Selected extract:

____________

Celebrate reviewer wins (e.g., time saved, reduced rework) to demonstrate value.
Leveraging Internal Champions
Designate respected reviewers or functional leads to serve as AI champions across Medical, Legal, and Regulatory teams.
Host internal forums for early adopters to share learnings and showcase use cases.
Ensure leadership alignment across functions to prevent fragmentation of adoption strategies.
Capturing Lessons from Cross-Functional Pilots
Conduct retrospectives after each pilot to capture what worked and what didn't.
Create structured feedback loops that translate reviewer insights into AI model or workflow improvements.
Codify pilot learnings into updated SOPs or operating manual, reviewer training materials, and onboarding programs.
Infrastructure for monitoring and feedback: Enterprise readiness also means having the ability to track model performance, flag inaccuracies, and incorporate reviewer feedback to improve models continuously. This helps close the quality and compliance gap.
Governance frameworks that scale: AI governance must evolve from pilot-level oversight to enterprise-level standards. These standards should cover explainability, traceability, accountability, and role-based permissions.
Organizations should focus first on augmenting human reviewers with AI-driven efficiencies while laying the foundation for more advanced, selective automation. To operationalize this approach, organizations can adopt a roadmap that gradually increases MLR review automation maturity in alignment with governance readiness and team confidence:
| Build Readiness [Do Now] | Operationalize at Scale [Do Next] | Embed Intelligence - Future Vision (3 to 5 Years Out) |
|---|---|---|
| Quick wins to improve MLR efficiency with minimal disruption: | Lay the groundwork for scaled deployment: | Designing a truly adaptive, scalable, and intelligent MLR model: |
| Identify low-risk, repeatable tasks (e.g., terminology checks, version control) suitable for AI augmentation. Example action: Run a 90-day pilot focused on automated version checks in one brand team. | Integrate AI tools directly into submission workflows and content management platforms. Example action: Connect AI-enabled risk triage module to your content management system. | MLR teams orchestrate end-to-end content flow using AI-assisted triage and intelligent routing. Example action: Implement AI that auto-routes content based on risk level, content type, and past reviewer feedback. |
| Establish cross-functional AI governance working groups (Medical, Legal, Regulatory, IT). Example action: Set up bi-weekly governance syncs with representatives from each function. | Standardize risk-tiering models and escalation protocols across therapeutic areas. Example action: Build a risk scoring matrix aligned with global content types and therapeutic areas. | Real-time compliance checks run in parallel to modular content development, enabling faster approvals. Example action: Deploy AI agents that check compliance language during real-time content authoring. |
| Pilot AI tools in narrow therapeutic areas or content types, with strict human-in-the-loop oversight. Example action: Test AI-based claim annotation in one content type (e.g., email templates). | Expand human-AI collaboration to support pre-review, risk triage, and metadata enrichment at scale. Example action: Deploy AI to auto-tag content with metadata for faster intake and triage. | Enterprise-level governance frameworks support continuous learning, feedback loops, and adaptive thresholds. Example action: Create a cross-functional AI feedback council to fine-tune model parameters quarterly. |
| Develop clear "AI Collaboration Zone" that define when and how AI can be applied within existing MLR workflows. Example action: Map a swimlane chart marking approved AI intervention points within the MLR process. | Use performance dashboards to monitor reviewer AI interactions and track compliance signals. Example action: Launch a dashboard tracking AI usage, override frequency, and flagged issues. | AI models are trained on historical decision data, product nuance, and risk profiles for context-aware decision support. Example action: Fine-tune AI models using archived review comments and approval outcomes from the past 3 years. |
| Begin AI literacy and change management training for reviewers to foster early adoption. Example action: Host an AI literacy workshop series for MLR reviewers and brand teams. | Update SOPs and documentation to reflect AI-enhanced workflows and governance thresholds. Example action: Create a revised SOP annex that defines roles, auditability, and compliance checks for AI-assisted reviews. | Medical Affairs, Legal, and Regulatory operate within shared digital ecosystems that embed AI guidance at each step of the review process. Example action: Enable modular content reviews where AI validates scientific claims against an approved library in real time. |
As MLR review becomes more central to commercial agility and compliance integrity, the role of AI will only grow. But this growth must be guided by a clear-eyed understanding of what AI can and cannot do.

____________

Stored dataset items:

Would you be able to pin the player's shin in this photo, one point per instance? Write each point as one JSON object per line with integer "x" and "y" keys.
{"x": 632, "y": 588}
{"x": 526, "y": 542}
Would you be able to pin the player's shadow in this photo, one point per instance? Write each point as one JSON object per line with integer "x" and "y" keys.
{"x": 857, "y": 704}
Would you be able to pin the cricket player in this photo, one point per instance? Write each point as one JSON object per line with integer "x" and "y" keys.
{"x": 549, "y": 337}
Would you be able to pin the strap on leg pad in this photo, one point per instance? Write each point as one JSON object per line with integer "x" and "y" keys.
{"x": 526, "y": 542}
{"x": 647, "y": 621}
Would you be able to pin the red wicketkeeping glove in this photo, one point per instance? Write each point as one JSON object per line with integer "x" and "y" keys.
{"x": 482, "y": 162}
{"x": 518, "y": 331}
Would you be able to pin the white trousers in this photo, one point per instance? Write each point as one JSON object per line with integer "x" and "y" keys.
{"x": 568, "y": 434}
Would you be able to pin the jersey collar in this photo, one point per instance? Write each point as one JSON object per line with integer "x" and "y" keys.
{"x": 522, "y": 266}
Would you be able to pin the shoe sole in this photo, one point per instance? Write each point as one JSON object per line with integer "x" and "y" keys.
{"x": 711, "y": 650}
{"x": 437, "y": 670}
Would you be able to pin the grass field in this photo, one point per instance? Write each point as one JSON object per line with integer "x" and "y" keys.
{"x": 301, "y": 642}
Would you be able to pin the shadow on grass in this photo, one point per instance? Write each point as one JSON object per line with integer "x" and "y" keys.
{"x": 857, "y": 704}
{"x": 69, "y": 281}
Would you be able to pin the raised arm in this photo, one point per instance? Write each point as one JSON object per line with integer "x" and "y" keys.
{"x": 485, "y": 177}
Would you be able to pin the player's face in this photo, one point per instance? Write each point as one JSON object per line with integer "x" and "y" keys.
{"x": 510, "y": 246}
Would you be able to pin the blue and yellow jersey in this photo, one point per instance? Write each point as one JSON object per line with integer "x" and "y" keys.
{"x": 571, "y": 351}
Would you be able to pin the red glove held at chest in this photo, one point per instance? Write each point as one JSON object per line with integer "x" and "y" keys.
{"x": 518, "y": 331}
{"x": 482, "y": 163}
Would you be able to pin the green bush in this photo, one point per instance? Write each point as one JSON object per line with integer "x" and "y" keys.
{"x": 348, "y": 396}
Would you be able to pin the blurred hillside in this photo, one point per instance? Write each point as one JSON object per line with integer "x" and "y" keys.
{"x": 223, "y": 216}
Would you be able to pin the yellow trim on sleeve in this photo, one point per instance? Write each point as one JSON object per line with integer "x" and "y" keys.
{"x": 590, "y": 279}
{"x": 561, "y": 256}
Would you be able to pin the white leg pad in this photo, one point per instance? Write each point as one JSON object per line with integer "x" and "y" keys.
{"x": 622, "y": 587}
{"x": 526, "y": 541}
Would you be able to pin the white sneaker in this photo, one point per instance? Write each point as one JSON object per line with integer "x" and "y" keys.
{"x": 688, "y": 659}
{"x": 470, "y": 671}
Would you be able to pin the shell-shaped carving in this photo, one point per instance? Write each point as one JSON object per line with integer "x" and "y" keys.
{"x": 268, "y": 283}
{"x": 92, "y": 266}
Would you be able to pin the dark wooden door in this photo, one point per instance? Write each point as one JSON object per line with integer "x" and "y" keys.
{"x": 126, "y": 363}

____________

Work order 1: In the text on AI in MLR review, what time horizon is given for the "Embed Intelligence" phase of the roadmap?
Work order 2: According to the text on AI in MLR review, what should enterprise-level AI governance standards cover? List each item.

Answer box 1: 3 to 5 years out.

Answer box 2:
- Explainability
- Traceability
- Accountability
- Role-based permissions